In full and without edits, write out the data that follows.

[Stored records]
****************

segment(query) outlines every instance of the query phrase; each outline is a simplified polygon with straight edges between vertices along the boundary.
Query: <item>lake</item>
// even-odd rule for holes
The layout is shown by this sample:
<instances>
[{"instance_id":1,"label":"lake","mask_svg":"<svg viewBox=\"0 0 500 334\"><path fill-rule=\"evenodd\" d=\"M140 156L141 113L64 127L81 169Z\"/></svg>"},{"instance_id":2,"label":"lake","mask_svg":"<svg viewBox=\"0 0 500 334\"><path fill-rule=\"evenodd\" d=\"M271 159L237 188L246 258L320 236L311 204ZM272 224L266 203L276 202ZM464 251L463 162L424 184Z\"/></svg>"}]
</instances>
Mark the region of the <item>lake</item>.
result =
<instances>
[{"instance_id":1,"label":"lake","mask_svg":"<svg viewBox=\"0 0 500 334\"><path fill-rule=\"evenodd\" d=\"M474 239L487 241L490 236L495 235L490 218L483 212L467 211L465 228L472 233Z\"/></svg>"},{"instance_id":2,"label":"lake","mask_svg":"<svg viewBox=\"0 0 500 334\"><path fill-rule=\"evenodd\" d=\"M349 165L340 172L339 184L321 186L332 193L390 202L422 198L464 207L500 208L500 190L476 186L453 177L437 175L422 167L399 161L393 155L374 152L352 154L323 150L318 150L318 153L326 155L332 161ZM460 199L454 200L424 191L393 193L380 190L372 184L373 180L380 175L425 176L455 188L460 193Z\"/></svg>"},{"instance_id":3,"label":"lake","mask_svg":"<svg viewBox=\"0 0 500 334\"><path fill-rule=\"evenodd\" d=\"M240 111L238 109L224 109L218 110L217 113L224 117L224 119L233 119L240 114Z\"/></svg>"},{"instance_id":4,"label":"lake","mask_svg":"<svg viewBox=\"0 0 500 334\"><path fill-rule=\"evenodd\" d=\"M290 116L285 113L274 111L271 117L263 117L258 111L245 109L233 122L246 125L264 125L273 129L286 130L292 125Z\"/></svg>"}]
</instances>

****************

# [RESULT FOR THIS EXERCISE]
segment(query) outlines every instance of the query phrase; each outline is a simplified polygon with straight edges between vertices along the boundary.
Query: <item>lake</item>
// even-odd rule for holes
The layout is shown by this sample:
<instances>
[{"instance_id":1,"label":"lake","mask_svg":"<svg viewBox=\"0 0 500 334\"><path fill-rule=\"evenodd\" d=\"M140 156L141 113L64 127L81 169Z\"/></svg>"},{"instance_id":2,"label":"lake","mask_svg":"<svg viewBox=\"0 0 500 334\"><path fill-rule=\"evenodd\" d=\"M271 159L237 188L246 258L320 236L311 204ZM272 224L266 203L276 202ZM464 251L463 162L424 184Z\"/></svg>"}]
</instances>
Mark the region of the <item>lake</item>.
result =
<instances>
[{"instance_id":1,"label":"lake","mask_svg":"<svg viewBox=\"0 0 500 334\"><path fill-rule=\"evenodd\" d=\"M474 239L487 241L490 236L495 235L490 218L483 212L467 211L465 228L472 233Z\"/></svg>"},{"instance_id":2,"label":"lake","mask_svg":"<svg viewBox=\"0 0 500 334\"><path fill-rule=\"evenodd\" d=\"M349 165L340 172L339 184L321 186L332 193L390 202L422 198L464 207L500 208L500 190L476 186L453 177L437 175L422 167L399 161L393 155L374 152L352 154L323 150L318 150L318 153L326 155L332 161ZM460 199L454 200L424 191L393 193L380 190L372 184L373 180L380 175L425 176L455 188L460 193Z\"/></svg>"},{"instance_id":3,"label":"lake","mask_svg":"<svg viewBox=\"0 0 500 334\"><path fill-rule=\"evenodd\" d=\"M240 111L238 109L224 109L218 110L217 113L224 117L224 119L233 119L240 114Z\"/></svg>"},{"instance_id":4,"label":"lake","mask_svg":"<svg viewBox=\"0 0 500 334\"><path fill-rule=\"evenodd\" d=\"M290 116L285 113L274 111L271 117L263 117L258 111L245 109L233 122L246 125L264 125L273 129L286 130L292 125Z\"/></svg>"}]
</instances>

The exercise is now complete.